=== Extract ===
WASHINGTON — The Department of Justice today announced that it will require Humana Inc. and Arcadian Management Services Inc. to divest assets relating to Arcadian’s Medicare Advantage business in parts of five states in order for Humana to proceed with its acquisition of Arcadian. The department is requiring divestitures of health plans in 51 counties and parishes in Arizona, Arkansas, Louisiana, Oklahoma and Texas. The department said that the transaction, as originally proposed, would likely have resulted in higher prices, fewer choices and lower quality Medicare Advantage plans purchased by Medicare beneficiaries.
The department’s Antitrust Division filed a civil lawsuit today in the U.S. District Court in Washington, D.C., to block the proposed acquisition. At the same time, the department filed a proposed settlement that, if approved by the court, would resolve the lawsuit and the department’s competitive concerns.
“Protecting competition in health care has been and continues to be a top priority of the Antitrust Division,” said Acting Assistant Attorney General Sharis A. Pozen in charge of the Department of Justice’s Antitrust Division. “These divestitures preserve competition so that Medicare beneficiaries, primarily senior citizens, in Arizona, Arkansas, Louisiana, Oklahoma and Texas, benefit from lower prices, better quality services and more innovative products for their health care needs.”
Individuals eligible for Medicare, primarily senior citizens, may elect to enroll in a privately provided Medicare Advantage plan instead of traditional Medicare. In establishing the Medicare Advantage program, Congress intended that vigorous competition among private Medicare Advantage insurers would lead insurers to offer seniors a rich set of affordable benefits, provide a wide array of health-insurance choices, and be responsive to the demands of seniors. Approximately 71,000 people are enrolled in Medicare Advantage plans in these 51 counties and parishes, accounting for more than $700 million in annual commerce.
According to the complaint, the original transaction would have eliminated competition between Humana and Arcadian, two of the few significant sellers of Medicare Advantage plans in 45 of the counties and parishes, allowing Humana to increase prices and reduce the quality of Medicare Advantage plans sold to seniors there . The original deal would have created a combined company controlling between 40 and 100 percent of the Medicare Advantage health insurance market in these counties and parishes.
===
*Directions:*
1) Output the passage of the press release from "According to the" up to and including "counties and parishes.".
2) According to the press release, approximately how many people are enrolled in Medicare Advantage plans in the 51 counties and parishes?
=== Provided data ===
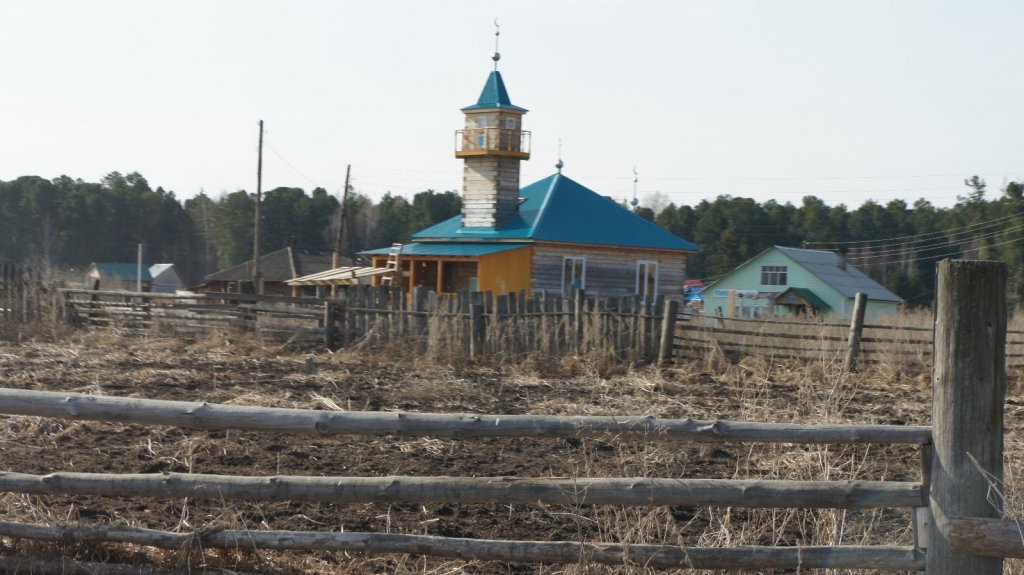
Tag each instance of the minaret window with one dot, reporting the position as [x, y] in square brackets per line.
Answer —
[573, 274]
[646, 277]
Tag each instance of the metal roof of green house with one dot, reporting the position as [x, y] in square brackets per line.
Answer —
[438, 249]
[495, 96]
[122, 271]
[558, 209]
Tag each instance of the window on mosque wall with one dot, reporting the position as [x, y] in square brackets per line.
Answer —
[773, 275]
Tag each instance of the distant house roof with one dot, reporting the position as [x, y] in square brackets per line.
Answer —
[558, 209]
[845, 278]
[809, 297]
[830, 268]
[438, 249]
[279, 266]
[121, 271]
[494, 96]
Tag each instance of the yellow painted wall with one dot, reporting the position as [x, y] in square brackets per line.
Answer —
[505, 271]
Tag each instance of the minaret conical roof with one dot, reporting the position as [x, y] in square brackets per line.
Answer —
[494, 96]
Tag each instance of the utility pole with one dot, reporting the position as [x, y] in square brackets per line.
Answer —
[138, 270]
[339, 237]
[257, 276]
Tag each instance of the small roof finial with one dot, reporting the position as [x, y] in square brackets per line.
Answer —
[497, 55]
[636, 178]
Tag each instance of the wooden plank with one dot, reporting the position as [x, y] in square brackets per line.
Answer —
[639, 491]
[67, 566]
[856, 329]
[668, 326]
[317, 422]
[968, 395]
[650, 556]
[987, 536]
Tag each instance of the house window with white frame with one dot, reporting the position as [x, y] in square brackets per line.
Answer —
[573, 274]
[646, 277]
[773, 275]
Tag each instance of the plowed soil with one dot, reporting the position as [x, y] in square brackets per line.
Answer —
[246, 372]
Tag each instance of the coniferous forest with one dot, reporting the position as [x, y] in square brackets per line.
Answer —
[68, 223]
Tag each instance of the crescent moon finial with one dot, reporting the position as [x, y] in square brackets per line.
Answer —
[497, 55]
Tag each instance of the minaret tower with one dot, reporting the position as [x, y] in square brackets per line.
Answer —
[492, 145]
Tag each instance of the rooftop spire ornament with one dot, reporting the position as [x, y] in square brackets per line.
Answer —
[497, 55]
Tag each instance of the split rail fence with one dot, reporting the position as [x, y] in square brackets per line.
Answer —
[956, 527]
[629, 328]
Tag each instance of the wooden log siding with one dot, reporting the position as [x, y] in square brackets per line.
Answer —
[609, 271]
[316, 422]
[650, 556]
[634, 491]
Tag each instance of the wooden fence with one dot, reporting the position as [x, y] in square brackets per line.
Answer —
[630, 328]
[697, 337]
[25, 297]
[955, 525]
[467, 323]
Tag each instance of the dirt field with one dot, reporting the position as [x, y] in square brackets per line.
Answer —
[245, 372]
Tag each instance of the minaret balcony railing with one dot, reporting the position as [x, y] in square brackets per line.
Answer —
[492, 141]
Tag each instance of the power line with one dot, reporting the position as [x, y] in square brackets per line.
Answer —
[289, 164]
[937, 246]
[945, 232]
[960, 251]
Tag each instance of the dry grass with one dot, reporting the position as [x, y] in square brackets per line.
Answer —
[228, 367]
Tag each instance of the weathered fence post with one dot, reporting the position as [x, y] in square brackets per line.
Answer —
[856, 328]
[665, 350]
[969, 380]
[477, 330]
[330, 341]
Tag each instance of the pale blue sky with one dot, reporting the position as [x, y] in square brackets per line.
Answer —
[845, 100]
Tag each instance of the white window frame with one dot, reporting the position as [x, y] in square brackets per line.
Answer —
[641, 282]
[583, 267]
[779, 273]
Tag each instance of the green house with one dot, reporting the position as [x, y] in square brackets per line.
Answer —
[792, 281]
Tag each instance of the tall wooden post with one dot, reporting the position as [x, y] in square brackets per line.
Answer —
[856, 328]
[257, 274]
[477, 330]
[969, 379]
[578, 317]
[330, 340]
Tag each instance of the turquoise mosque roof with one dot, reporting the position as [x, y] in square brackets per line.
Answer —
[494, 95]
[558, 209]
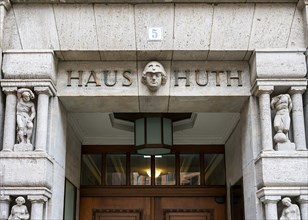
===
*Solution list:*
1)
According to the complaint, the original transaction would have eliminated competition between Humana and Arcadian, two of the few significant sellers of Medicare Advantage plans in 45 of the counties and parishes, allowing Humana to increase prices and reduce the quality of Medicare Advantage plans sold to seniors there . The original deal would have created a combined company controlling between 40 and 100 percent of the Medicare Advantage health insurance market in these counties and parishes.

2) Approximately 71,000 people.